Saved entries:
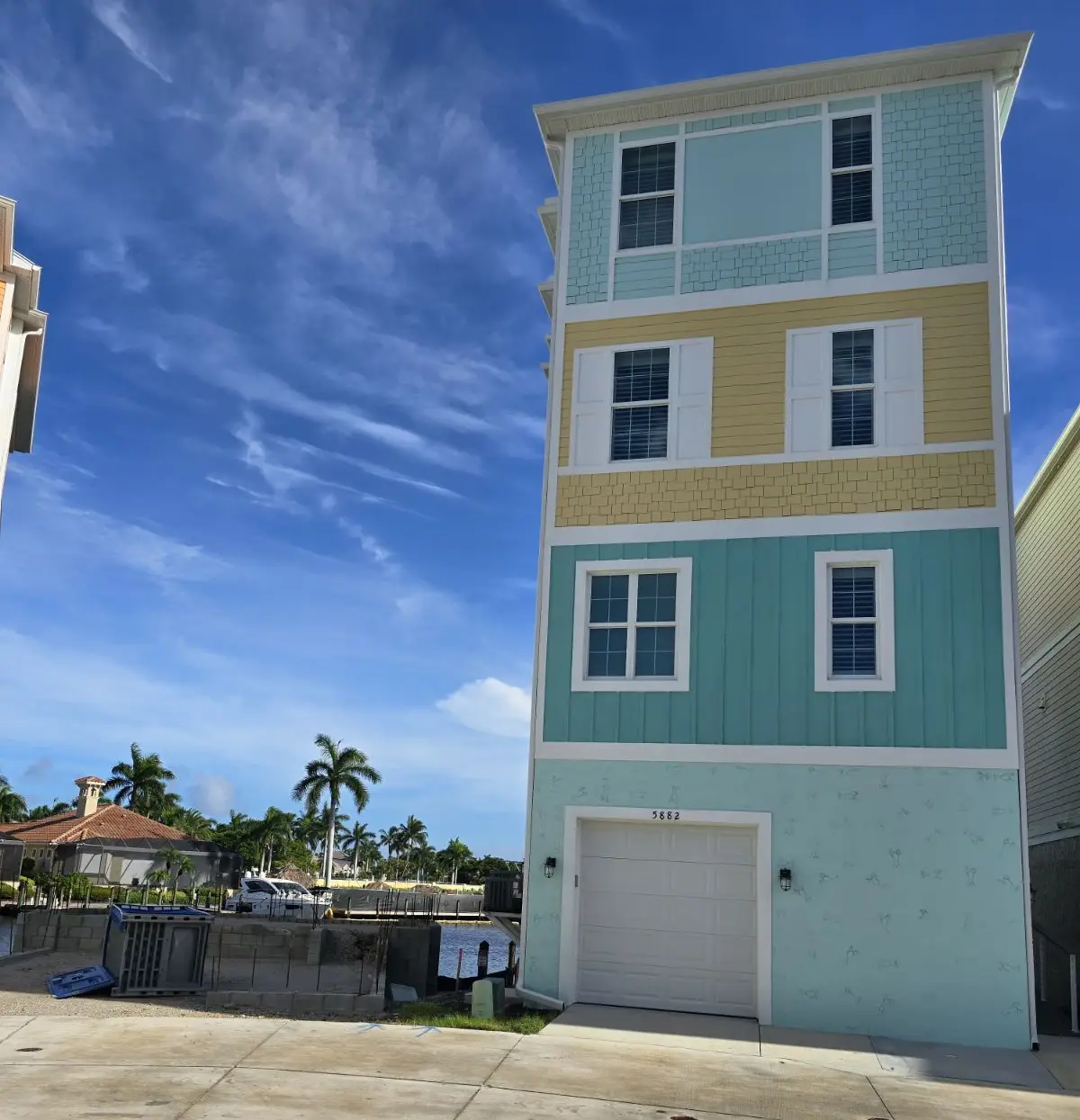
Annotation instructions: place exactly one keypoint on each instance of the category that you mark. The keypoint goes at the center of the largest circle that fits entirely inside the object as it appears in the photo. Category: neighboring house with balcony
(774, 765)
(1048, 571)
(22, 338)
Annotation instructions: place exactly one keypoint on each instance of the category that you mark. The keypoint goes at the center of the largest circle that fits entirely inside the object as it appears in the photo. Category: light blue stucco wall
(650, 274)
(754, 184)
(752, 649)
(590, 219)
(783, 260)
(933, 177)
(906, 914)
(852, 255)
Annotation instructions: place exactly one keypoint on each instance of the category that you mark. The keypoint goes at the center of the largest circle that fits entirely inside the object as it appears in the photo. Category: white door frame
(572, 869)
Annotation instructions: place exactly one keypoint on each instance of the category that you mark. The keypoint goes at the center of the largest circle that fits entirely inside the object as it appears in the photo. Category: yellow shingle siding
(945, 480)
(750, 360)
(1048, 558)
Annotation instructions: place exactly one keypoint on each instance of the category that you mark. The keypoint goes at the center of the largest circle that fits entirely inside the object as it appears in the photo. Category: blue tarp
(80, 981)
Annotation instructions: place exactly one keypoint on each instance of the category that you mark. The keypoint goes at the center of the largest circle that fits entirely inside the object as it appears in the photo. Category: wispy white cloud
(589, 14)
(113, 17)
(490, 705)
(1038, 330)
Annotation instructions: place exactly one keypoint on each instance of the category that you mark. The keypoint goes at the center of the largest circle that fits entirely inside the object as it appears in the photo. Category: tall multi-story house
(776, 766)
(1048, 574)
(22, 338)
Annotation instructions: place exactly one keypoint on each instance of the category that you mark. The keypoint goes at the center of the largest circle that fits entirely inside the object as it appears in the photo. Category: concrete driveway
(590, 1064)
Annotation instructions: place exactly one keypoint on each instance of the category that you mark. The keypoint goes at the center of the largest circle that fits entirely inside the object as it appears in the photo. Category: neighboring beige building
(1048, 553)
(22, 339)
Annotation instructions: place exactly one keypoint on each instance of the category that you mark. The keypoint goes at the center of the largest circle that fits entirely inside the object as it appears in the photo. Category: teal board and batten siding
(754, 184)
(649, 274)
(852, 255)
(933, 177)
(752, 649)
(906, 914)
(590, 219)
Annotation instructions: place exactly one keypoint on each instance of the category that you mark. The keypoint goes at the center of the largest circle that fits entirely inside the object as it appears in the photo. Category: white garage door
(668, 917)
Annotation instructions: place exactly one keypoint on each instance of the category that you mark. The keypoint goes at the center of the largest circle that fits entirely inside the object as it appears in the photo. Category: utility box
(156, 950)
(412, 958)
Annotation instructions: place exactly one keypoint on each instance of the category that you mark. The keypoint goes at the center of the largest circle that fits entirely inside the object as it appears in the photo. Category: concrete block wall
(781, 260)
(590, 219)
(933, 177)
(947, 480)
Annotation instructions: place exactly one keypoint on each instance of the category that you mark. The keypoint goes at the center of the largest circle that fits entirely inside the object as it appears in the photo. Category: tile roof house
(112, 845)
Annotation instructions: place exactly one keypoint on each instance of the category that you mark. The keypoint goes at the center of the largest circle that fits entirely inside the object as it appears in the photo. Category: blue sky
(287, 467)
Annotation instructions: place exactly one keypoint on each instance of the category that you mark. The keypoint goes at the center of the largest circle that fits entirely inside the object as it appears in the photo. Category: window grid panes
(852, 622)
(642, 606)
(852, 191)
(852, 389)
(646, 202)
(639, 429)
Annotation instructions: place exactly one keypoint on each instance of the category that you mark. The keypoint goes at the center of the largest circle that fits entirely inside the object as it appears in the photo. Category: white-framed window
(646, 196)
(851, 170)
(646, 403)
(855, 385)
(632, 625)
(854, 622)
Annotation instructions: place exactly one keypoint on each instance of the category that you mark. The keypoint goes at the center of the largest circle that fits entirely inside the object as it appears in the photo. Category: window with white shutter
(856, 385)
(650, 403)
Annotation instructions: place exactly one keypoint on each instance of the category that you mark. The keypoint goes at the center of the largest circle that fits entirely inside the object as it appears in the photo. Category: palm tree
(454, 855)
(338, 769)
(141, 782)
(274, 828)
(13, 805)
(193, 824)
(357, 840)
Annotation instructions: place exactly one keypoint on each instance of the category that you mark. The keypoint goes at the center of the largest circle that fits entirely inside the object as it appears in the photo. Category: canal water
(467, 937)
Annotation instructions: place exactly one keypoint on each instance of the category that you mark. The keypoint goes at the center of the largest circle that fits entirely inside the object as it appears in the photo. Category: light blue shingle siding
(782, 260)
(933, 177)
(590, 219)
(852, 255)
(636, 277)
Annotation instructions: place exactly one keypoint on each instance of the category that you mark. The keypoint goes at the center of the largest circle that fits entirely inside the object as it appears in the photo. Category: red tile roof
(110, 822)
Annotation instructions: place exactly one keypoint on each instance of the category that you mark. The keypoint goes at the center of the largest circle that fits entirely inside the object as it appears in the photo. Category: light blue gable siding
(754, 184)
(590, 219)
(651, 274)
(782, 260)
(906, 914)
(752, 649)
(852, 255)
(933, 177)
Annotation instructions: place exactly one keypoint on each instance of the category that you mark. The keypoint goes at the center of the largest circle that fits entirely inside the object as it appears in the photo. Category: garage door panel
(668, 917)
(658, 877)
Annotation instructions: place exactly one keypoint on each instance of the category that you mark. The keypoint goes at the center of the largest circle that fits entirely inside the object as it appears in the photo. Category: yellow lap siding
(942, 480)
(750, 360)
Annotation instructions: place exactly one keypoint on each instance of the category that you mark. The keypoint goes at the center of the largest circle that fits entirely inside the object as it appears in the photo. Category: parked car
(278, 899)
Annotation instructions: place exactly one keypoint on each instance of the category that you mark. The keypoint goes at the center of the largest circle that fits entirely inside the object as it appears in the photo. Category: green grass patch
(439, 1015)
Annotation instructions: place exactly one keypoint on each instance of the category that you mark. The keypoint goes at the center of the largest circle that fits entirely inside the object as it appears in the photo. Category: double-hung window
(646, 196)
(640, 405)
(852, 169)
(852, 389)
(632, 629)
(854, 622)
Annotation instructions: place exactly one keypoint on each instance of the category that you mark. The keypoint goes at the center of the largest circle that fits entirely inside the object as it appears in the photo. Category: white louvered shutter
(590, 420)
(691, 399)
(901, 380)
(809, 388)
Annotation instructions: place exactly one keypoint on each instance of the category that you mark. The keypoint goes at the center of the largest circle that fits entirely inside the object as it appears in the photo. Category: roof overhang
(27, 279)
(1066, 442)
(1002, 56)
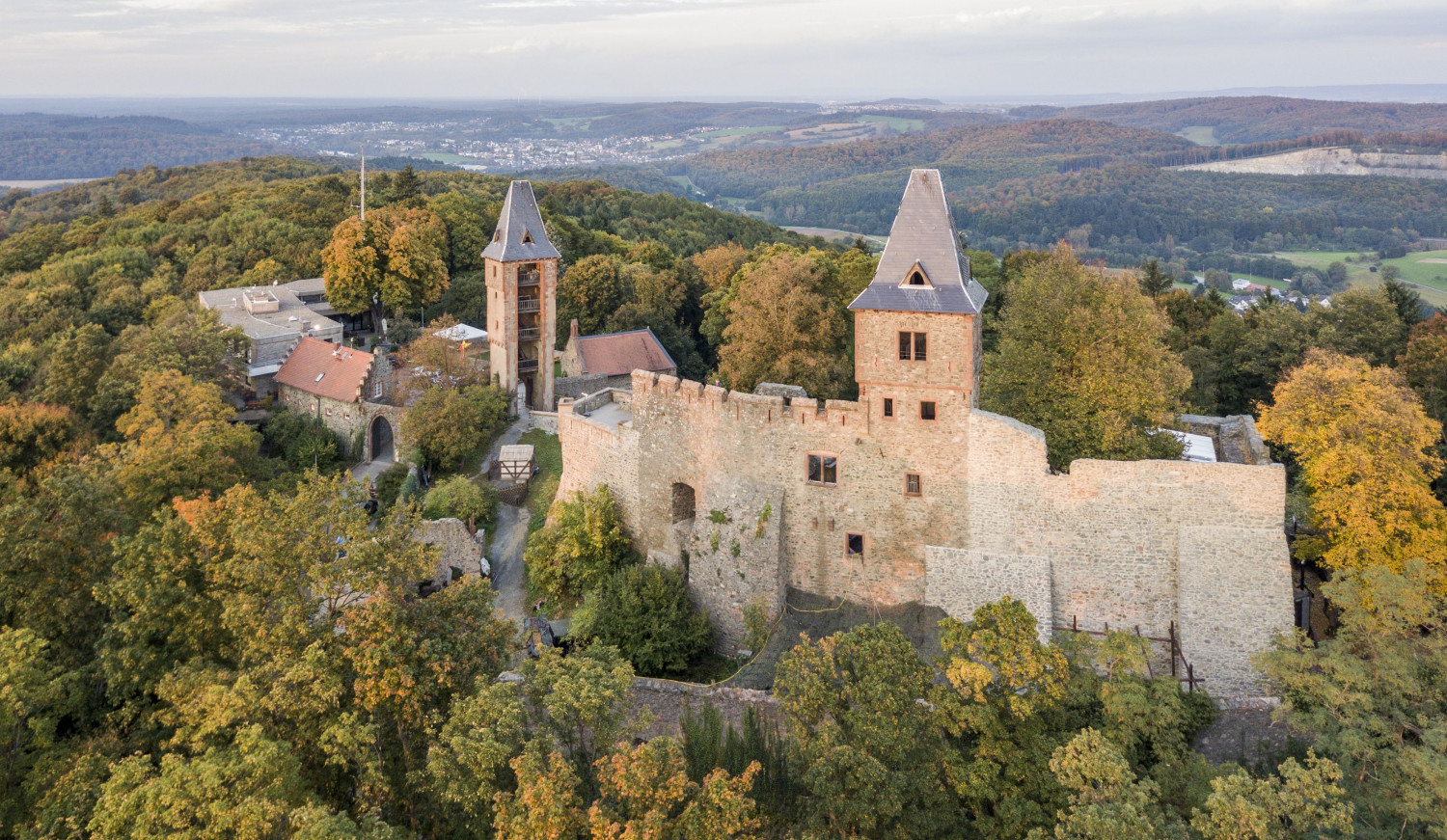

• _About this exercise_: Give back each line above verbatim, dropping every picture.

• _Task result_:
Annotation instructions: place exactly one keypoint on each instance of the category that you mark. The keypoint goes at the center of the largest circle that fits entirely inside the object as it appears in the photo. Category: neighboring house with balcony
(774, 765)
(1048, 571)
(22, 338)
Annotation instructions: place exactly one keypoint on each instance of the category that you mark. The keypoint goes at the center of the largest circle that fits entirely inside the object as it appears in the photo. Category: light blue stucco wall
(650, 274)
(754, 184)
(752, 649)
(590, 219)
(783, 260)
(933, 177)
(906, 914)
(852, 255)
Annotation instructions: place exactly one keypoint on each instance of the category that you mark. The keypoint goes at the center of the largest circle that fits entirely inside the object as it appears in the photo. Category: white door frame
(572, 869)
Annotation instructions: place exactly one keypoint on each instance of the category that you mark. The keypoint goes at the center of the largest circle that fits entirely inside the object as it appears in the photo. Category: yellow shingle siding
(945, 480)
(750, 360)
(1048, 558)
Annotation instructions: place exactly one keypoint on each instance of the category that you mark. The keypoint goes at the center of the largest circle that fits entirely inside the object as it appears in the photo. Category: blue tarp
(80, 981)
Annotation instructions: place exactly one keypoint on each instance of the category that you mark. The keypoint goes at the center of the largest circle that fits entirely inside the object as it appears in the photo. Category: wispy white cloud
(589, 14)
(113, 17)
(490, 705)
(1038, 330)
Annotation instructions: place exactly one keypoint on each instance of the category that you mark. The keypoint goes at the center of the largest circle that fits entirely inside the object as it appears in the photo. Category: tall multi-story house
(776, 766)
(1048, 574)
(22, 338)
Annotation instructions: place exactly one keypoint on each instance of the category that you mark. The keypoint goes at the center of the largest circle that fits entirely inside the object as it appears in the photo. Category: concrete driveway
(590, 1064)
Annotation instructions: place exactly one keypoint on each instance of the category that you mark. The keypoint goes at the center of the largest circle that fits entirely inside the object as it appears in the photo. Category: neighboring beige building
(1048, 553)
(22, 339)
Annotation instructions: place exactly one keypoint on each instance of the category that you mark. The keypoint goes at the center of the largest circle that fits entirely inside the object as it appears in the photo. Category: teal board and batten siding
(754, 184)
(649, 274)
(852, 255)
(933, 177)
(752, 649)
(906, 914)
(590, 219)
Annotation instructions: place exactly one keypoint on each instance of the category that you mark. The keypoint goes at the center of the largest circle that fits entirely inside the object as it appears in the photo. Category: white garage door
(668, 917)
Annotation instructions: place exactly one keypoint on each instance of the category that you mark. The keypoint goes at the center of the largest circle that fits entirely inside the object as it appears in the photo. Category: utility box
(156, 950)
(412, 958)
Annotation instructions: place exactly one keypoint on each instance of the category that you mark. The keypoint goes at the center of the largest circle that fits entirely inside the object as it appears in the photo. Category: concrete block wall
(781, 260)
(590, 219)
(933, 177)
(947, 480)
Annotation instructions: place exactly one keypoint on each instance of the category that you mark. The keypoint goes at the center of the largest circle that fits entirely inside the object as it appears in the photo. Category: tile roof house
(112, 845)
Annotation instructions: place exactly one keypoint on each instance of the category that you mark. The keypoint goes at the center of the largest circle that fits entirely inside the object as it appears in the photo. Category: blue sky
(287, 467)
Annotation instructions: place exactly one keypoint on each instance of the category that you mark. The keypoint goes at the center of the largest circle that fits entirely inside the object as it appears in the photo. Category: window grid panes
(852, 622)
(642, 606)
(852, 191)
(852, 389)
(646, 202)
(639, 429)
Annotation instructions: place exactly one keypoint on each instance of the category that you mark. The keypoint goes at the center of the largest circle that fits entirely inside the object as it appears in the photo. Category: white-framed window
(646, 196)
(851, 170)
(646, 403)
(855, 385)
(632, 625)
(854, 622)
Annotation instructions: place exactly one keypoint on each instance of the category that you mark. The keypoint goes at the center of the largest circle that fits entirely inside the object as it appears in the photo. Category: window with white shutter
(856, 385)
(650, 403)
Annotation instructions: place exactly one keypoint on each instance of the category that you mark. The keypoint goes at the center of the largest circle that fits entirely inside the object as it appears in the photo. Category: palm tree
(454, 855)
(338, 769)
(141, 782)
(274, 828)
(13, 805)
(193, 824)
(357, 840)
Annotation instructions: place exactly one keypoint on each instance of the category that you mark. The keypoint goes at the center of the largest circle that fits entirely inside the object as it appears in the photo. Category: canal water
(467, 937)
Annotation instructions: place exactly one keypoint on each instance of the category that you mark. The keypoint goes at the center of the largest circle that fits entirely inside the object as it appears in the photo. Category: light blue shingle siding
(782, 260)
(933, 177)
(590, 219)
(852, 255)
(636, 277)
Annotation instructions: place exactly one keypoint on each instance of the category that you mark. The keypoint goes at the center of the largest circle that fits entirely inside the object as it appears in the photo. Category: red tile roof
(110, 822)
Annotation instructions: place exactly one keypoint on each instance of the category that you mark. The keypoint goes at the center of the largest circle that fits entirely inside the object as it appears in the photo. Category: light blue gable siding
(754, 184)
(590, 219)
(651, 274)
(782, 260)
(906, 914)
(752, 649)
(852, 255)
(933, 177)
Annotation instructions: place exactly one keypoint on each instance of the category that you mark. The keypoint goes at the center of the largest circle that fits entirely inside the object as it appears in the photo. Category: garage door panel
(668, 917)
(658, 877)
Annotation instructions: place exactly one keypoint on each instance of the category that you mark. The keypoint goes at the center of the largest circle that fits entirely inside the object as it appears in the photo. Category: yellow lap siding
(942, 480)
(750, 360)
Annotation instructions: place exactly one keypoint on each instance of the category that you mark. The keypoint goes at the center of the largest circle that fits entirely inside the object as it appears in the photo. Category: parked car
(278, 899)
Annotation instructions: place exactly one keypoint on each instance of the category that you mark. The keypoint goes at the center of the largest circle that fits entirely inside the object as it appears in the photo. Category: green grass patch
(439, 1015)
Annotation instructions: place exactly one keypoint on each instance of the category that you mark. The keypoint goes at the center of the largest circle that fits entirely inside the object as it appears in the photo. Category: double-hung window
(646, 196)
(640, 405)
(852, 169)
(852, 389)
(632, 629)
(854, 622)
Annotation instructions: place exactly one keypoint on each instance of the category that you mark. The keypoint goes at the center of the largest circle that fits entirely inside the object as it appears in the photo. Category: white louvered shutter
(590, 420)
(691, 399)
(901, 380)
(809, 388)
Annotation instructions: place exactly one keypoint on each instance of the category that you mark. The keypoint goes at the center of the largest circle that fits entirely inside the object as it appears in the photo. Category: roof overhang
(27, 279)
(1066, 442)
(1002, 56)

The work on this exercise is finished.